WHAT IS REQUIRED. Starting at the line that contains "of the side", copy each line through the end of the listing below. Include both ends and output nothing more.

Saved entries.
## Begin

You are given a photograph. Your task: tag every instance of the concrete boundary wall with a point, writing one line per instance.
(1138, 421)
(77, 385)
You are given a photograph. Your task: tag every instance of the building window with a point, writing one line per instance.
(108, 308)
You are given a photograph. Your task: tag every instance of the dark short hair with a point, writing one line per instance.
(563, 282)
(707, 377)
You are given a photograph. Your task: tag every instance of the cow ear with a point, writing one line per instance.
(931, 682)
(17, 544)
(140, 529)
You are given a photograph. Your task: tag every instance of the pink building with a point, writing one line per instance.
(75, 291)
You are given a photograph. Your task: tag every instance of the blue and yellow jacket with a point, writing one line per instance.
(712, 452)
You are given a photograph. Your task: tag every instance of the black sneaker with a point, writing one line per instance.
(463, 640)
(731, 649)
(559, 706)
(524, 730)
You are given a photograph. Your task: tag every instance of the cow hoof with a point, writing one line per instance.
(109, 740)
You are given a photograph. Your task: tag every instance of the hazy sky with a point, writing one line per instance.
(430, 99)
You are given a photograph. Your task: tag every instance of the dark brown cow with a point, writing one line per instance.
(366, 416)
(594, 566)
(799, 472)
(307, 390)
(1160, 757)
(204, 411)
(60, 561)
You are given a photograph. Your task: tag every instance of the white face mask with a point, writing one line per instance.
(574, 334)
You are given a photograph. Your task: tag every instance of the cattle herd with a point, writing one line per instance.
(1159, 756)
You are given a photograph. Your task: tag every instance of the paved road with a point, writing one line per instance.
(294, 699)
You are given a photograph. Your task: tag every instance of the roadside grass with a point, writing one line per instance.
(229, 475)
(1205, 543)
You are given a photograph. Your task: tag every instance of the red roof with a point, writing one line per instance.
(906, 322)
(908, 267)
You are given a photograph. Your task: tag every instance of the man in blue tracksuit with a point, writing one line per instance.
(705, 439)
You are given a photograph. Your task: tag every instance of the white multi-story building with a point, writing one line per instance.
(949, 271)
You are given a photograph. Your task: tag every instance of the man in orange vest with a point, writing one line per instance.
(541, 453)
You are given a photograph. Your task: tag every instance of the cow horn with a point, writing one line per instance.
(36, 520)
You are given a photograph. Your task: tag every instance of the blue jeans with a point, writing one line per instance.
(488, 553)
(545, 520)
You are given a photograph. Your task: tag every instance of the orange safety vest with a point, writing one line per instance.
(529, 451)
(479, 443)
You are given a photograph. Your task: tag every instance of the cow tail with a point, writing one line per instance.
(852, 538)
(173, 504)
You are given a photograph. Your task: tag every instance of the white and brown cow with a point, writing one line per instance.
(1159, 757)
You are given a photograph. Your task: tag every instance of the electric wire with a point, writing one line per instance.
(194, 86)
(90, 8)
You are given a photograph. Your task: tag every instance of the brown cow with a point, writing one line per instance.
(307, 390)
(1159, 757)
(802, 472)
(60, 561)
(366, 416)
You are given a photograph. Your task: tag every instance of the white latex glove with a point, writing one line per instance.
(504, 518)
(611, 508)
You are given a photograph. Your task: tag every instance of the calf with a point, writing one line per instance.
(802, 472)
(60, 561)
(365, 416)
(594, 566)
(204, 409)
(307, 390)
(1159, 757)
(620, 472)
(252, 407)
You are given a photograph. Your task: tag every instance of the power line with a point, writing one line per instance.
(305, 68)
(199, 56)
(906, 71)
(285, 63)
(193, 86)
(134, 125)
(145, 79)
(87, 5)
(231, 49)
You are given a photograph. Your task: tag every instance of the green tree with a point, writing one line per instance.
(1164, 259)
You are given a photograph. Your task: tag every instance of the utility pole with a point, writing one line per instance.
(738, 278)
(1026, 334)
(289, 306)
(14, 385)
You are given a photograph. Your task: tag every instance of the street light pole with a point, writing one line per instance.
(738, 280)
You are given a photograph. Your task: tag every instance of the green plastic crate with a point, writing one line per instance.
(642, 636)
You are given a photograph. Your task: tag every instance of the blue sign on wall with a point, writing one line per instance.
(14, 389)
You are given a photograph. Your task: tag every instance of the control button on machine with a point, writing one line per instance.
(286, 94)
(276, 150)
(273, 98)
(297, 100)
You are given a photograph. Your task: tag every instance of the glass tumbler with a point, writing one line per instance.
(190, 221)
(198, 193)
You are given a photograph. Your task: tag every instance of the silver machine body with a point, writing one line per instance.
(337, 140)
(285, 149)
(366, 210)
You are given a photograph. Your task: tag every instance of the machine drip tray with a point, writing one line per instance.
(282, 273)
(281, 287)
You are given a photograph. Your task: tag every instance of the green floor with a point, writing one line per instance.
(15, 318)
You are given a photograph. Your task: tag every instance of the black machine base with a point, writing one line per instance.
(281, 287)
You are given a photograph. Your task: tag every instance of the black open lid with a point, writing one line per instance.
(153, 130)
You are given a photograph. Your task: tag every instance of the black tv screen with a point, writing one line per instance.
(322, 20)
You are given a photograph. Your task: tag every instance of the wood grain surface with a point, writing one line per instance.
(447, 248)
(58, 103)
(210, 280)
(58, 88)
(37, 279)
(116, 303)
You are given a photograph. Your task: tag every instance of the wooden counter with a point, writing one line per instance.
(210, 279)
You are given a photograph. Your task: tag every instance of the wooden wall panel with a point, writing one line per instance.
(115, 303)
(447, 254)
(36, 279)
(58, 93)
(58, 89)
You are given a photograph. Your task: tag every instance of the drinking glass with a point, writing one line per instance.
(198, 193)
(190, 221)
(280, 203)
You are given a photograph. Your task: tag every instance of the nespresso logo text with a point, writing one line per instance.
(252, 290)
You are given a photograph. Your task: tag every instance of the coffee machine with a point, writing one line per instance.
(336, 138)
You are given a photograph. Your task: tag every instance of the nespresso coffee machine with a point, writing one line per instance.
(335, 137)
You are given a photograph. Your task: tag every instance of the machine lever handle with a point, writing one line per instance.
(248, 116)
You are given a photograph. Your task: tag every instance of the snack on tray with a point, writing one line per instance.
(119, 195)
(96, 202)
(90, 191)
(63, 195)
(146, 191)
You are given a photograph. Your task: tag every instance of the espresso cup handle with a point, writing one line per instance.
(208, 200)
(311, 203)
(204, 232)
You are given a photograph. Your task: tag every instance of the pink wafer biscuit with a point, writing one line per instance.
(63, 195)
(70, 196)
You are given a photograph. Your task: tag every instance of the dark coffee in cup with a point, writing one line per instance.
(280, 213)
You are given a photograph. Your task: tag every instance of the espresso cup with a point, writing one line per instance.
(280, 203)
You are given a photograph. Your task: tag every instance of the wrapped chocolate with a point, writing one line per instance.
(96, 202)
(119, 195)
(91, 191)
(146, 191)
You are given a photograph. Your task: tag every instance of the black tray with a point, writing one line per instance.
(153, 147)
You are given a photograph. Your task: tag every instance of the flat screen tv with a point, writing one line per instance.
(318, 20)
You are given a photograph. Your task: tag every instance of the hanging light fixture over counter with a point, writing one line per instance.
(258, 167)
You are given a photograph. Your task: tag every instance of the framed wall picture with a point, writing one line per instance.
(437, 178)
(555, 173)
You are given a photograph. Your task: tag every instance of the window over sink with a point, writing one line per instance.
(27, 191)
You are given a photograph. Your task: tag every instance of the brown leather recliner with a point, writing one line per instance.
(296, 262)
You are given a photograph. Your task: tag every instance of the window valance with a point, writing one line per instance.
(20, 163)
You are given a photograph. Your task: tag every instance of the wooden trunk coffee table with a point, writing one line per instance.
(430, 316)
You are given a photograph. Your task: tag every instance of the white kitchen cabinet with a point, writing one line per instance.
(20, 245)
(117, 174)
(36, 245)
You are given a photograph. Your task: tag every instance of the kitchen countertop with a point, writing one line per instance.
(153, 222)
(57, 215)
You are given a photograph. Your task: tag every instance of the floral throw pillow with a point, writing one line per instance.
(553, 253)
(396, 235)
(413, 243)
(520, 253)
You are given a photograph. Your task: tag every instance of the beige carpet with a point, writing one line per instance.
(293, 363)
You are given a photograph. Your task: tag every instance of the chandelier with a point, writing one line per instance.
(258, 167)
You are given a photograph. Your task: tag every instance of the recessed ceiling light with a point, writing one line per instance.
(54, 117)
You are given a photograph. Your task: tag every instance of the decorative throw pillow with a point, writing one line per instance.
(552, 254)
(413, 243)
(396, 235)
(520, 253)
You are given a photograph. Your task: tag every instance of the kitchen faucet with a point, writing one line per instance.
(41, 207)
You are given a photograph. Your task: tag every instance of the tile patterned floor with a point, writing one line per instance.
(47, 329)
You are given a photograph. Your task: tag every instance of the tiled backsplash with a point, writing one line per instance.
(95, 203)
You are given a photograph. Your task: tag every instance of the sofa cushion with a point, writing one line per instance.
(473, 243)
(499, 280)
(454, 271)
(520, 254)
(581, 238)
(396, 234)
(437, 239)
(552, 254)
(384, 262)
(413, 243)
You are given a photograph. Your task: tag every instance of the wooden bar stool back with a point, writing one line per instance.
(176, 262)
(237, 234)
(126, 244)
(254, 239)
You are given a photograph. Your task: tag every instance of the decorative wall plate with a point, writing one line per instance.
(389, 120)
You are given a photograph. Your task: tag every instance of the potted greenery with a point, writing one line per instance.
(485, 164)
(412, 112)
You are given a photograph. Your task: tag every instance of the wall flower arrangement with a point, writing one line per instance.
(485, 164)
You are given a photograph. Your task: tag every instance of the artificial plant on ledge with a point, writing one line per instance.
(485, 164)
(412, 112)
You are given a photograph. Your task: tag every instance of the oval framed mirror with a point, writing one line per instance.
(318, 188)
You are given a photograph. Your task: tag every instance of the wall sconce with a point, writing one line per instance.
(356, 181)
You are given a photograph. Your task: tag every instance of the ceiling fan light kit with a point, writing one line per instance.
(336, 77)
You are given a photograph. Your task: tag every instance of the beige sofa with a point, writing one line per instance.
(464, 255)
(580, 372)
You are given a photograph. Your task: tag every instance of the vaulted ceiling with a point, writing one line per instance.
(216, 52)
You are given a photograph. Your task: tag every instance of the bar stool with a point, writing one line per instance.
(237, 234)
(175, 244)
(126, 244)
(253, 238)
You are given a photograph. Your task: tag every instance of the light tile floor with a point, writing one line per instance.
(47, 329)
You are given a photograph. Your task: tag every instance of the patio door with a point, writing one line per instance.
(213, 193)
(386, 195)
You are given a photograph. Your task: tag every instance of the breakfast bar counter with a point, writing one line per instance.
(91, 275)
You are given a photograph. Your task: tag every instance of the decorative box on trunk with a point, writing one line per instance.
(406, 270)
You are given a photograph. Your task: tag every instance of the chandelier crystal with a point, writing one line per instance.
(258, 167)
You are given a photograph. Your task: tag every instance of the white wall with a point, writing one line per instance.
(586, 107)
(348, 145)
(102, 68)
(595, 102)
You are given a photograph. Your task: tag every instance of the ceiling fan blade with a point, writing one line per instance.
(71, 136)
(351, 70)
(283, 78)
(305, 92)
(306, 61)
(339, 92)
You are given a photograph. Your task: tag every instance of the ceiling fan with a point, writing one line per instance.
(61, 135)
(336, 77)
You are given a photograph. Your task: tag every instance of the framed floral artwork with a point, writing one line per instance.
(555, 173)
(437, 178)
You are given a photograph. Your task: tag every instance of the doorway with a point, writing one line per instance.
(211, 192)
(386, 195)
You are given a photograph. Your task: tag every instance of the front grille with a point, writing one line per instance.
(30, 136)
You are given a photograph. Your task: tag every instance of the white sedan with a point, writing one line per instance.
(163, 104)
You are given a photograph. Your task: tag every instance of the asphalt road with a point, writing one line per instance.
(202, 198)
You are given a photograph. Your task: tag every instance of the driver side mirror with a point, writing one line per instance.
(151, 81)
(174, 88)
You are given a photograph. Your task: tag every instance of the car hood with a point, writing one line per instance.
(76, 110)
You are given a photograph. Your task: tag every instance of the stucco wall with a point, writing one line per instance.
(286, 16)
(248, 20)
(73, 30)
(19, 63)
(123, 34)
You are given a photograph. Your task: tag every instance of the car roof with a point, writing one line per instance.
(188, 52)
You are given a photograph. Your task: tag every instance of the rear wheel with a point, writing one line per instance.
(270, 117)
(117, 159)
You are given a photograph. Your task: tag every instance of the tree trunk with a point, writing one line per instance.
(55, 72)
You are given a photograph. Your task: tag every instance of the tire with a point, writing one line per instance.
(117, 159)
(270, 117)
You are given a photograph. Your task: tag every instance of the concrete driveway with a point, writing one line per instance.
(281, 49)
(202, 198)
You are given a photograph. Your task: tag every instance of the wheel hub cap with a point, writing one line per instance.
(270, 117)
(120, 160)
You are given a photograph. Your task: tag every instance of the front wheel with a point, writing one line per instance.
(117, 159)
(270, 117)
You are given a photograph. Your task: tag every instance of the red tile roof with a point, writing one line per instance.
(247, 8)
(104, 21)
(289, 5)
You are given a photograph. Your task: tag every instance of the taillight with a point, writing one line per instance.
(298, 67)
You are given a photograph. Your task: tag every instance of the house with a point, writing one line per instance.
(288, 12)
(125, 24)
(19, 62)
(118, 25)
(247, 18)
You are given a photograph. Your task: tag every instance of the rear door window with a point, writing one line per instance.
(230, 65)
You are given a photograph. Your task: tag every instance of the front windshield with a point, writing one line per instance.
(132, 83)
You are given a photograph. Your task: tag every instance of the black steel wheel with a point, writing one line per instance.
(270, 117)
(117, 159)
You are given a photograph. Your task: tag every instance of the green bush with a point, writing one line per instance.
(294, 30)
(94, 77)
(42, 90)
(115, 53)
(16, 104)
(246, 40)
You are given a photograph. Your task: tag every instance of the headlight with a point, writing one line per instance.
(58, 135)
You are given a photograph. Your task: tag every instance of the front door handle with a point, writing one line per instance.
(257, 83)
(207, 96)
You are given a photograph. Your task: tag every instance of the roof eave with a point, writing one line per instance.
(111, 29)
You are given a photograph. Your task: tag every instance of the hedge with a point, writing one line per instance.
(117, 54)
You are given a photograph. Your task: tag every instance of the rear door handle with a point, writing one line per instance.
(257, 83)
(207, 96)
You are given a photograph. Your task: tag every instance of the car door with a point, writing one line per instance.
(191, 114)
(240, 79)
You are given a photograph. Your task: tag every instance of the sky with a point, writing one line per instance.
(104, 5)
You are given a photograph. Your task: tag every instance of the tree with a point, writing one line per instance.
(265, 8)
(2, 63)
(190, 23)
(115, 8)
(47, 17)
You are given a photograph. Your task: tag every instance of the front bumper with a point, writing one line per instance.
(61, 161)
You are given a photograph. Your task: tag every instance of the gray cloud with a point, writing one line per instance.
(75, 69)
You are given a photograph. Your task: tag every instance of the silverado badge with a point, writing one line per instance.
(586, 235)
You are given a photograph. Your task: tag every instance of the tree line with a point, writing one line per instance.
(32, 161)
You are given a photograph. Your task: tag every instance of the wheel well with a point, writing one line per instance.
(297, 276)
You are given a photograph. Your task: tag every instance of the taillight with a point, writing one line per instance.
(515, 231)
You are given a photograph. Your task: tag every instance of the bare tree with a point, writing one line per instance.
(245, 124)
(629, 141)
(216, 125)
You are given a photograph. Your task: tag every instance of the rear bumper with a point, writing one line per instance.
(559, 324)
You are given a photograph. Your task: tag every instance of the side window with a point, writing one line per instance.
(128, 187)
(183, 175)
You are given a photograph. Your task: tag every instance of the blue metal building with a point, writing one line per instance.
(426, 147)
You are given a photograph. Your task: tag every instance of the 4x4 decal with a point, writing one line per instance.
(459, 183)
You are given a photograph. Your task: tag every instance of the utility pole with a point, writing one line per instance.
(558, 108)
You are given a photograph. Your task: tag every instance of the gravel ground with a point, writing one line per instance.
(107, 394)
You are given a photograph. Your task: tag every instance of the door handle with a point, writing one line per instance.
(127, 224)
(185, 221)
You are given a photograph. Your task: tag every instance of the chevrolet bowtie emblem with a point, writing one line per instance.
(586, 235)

## End

OUTPUT FOR THIS EXERCISE.
You are given a photograph. Your task: tag every instance of the side window with a point, writing one line per instance.
(128, 187)
(183, 175)
You are given a photograph. Your task: tag every instance of the blue metal building with a point, writing one line per instance.
(426, 147)
You are given a photograph. Your task: tag every instance of the 4x4 decal with a point, writing one line per instance.
(459, 183)
You are given a photograph. Your task: tag every instance of the utility pole with a point, writing one line per instance.
(558, 108)
You are given a photograph. Your task: tag every instance of the gravel ground with a point, writing one line per instance.
(107, 394)
You are given a photograph. Your task: tag every instance of the door handle with a point, writing one line per instance.
(127, 224)
(185, 221)
You are given a photograph. Your task: tag every instance of the chevrolet bowtie emblem with a point, writing one line per instance.
(586, 235)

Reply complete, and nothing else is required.